### Problems to work on
1 > Translate this sentence from the ear tube instructions into Spanish: "The drops are used twice a day for several days to help with healing."
2 > Continue the ear tube instructions from the point where they stop.

For the treatment of persistant fluid buildup causing chronic ear infections, ear tubes are small tubes, made of several different materials, which are inserted into the eardrum to keep the middle ear aerated for a prolonged period of time.


Instructions for Ear Tubes

Ear tubes usually have a very simple recovery after surgery. The procedure usually only takes a couple of minutes and typically has only mild discomfort afterwards. Acetaminophen (Tylenol) and/or ibuprofen (Motrin, Advil) can be taken to ease any pain. You will usually be given either ear drops or a prescription to pick up those drops. The drops are used twice a day for several days to help with healing. The number of drops and length of use can vary depending on what is seen in the ear at the time of surgery, so verify with your doctor how long they should be used. Drops are best placed by lying on one side, placing the drops, then pushing on the tragus to help pump the drops through the ear tube.

### Record extracts
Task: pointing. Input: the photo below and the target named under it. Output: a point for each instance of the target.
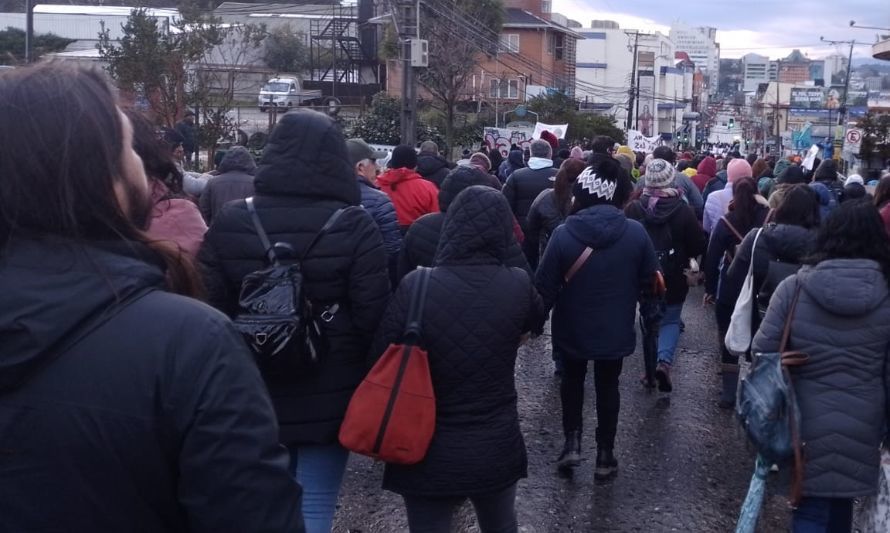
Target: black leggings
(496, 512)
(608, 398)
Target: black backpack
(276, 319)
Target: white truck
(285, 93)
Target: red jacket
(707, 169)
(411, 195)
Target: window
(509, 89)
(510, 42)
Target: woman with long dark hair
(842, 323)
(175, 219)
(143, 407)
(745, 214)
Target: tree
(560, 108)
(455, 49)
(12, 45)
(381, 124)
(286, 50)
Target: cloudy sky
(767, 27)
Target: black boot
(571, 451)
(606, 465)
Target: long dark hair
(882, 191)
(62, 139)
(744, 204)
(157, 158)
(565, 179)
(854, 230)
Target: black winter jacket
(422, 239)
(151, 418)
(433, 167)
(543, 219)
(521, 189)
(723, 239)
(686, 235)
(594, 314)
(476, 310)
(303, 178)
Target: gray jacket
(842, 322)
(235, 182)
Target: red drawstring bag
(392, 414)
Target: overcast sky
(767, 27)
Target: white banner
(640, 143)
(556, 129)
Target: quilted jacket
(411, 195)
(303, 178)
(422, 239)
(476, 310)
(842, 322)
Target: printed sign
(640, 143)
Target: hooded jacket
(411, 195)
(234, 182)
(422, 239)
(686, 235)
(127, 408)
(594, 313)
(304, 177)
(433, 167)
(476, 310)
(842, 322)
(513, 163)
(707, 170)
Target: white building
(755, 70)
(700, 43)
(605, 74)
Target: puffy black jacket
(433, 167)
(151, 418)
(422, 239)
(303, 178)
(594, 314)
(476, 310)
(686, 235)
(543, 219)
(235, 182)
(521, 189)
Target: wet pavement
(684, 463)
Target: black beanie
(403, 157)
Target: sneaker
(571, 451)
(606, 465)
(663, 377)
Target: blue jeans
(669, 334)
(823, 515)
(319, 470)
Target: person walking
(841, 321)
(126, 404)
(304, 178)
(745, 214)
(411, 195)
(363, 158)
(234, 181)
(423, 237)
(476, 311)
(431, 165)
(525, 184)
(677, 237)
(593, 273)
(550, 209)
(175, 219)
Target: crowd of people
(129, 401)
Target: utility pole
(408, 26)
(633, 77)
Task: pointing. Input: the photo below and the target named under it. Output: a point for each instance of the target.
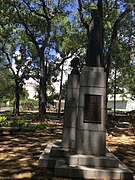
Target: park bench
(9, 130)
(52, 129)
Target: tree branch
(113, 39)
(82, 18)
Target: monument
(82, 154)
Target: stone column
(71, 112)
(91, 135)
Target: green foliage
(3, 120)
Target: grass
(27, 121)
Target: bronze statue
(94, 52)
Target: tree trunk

---

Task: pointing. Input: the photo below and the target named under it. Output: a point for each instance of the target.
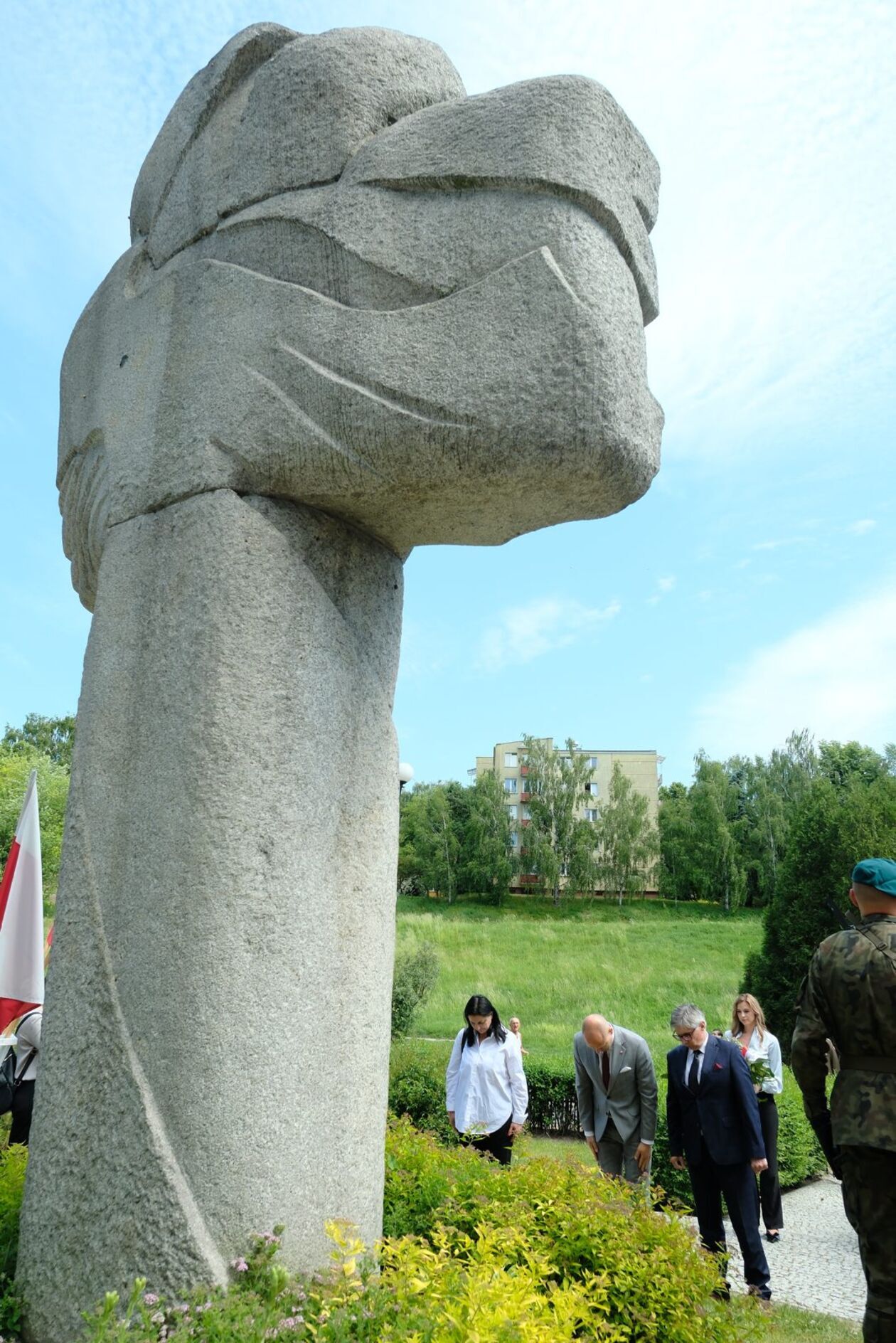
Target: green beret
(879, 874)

### Responses for each task
1 > Las gotas se usan dos veces al día durante varios días para ayudar con la cicatrización.

2 >
Avoiding Water

Water avoidance is usually not necessary after ear tubes. If your child begins to get ear infections after getting water in the ears or if the water causes discomfort, ear plugs should be used to keep the ears dry. Silicone plugs work best to keep water out. Some parents prefer a combination of silicone ear plugs and a neoprene headband such as the Ear band-it. Once the tubes are in, they should be checked periodically (at least annually) by your doctor to ensure they are working appropriately and there are no problems with the ear tube or ear drum. The checkups should continue until the tube comes out and the drum heals.